WHAT YOU HAVE TO DO - Edit the rows below so that "woman in navy blazer" becomes "man in gray sweater" wherever it appears, keeping every other line as it is.

ITEMS -
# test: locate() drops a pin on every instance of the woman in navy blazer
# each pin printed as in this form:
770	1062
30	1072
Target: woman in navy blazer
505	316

TASK OUTPUT -
# test: locate() drops a pin on every instance of the man in gray sweater
# each pin printed as in this form:
770	1062
30	1072
Target: man in gray sweater
505	316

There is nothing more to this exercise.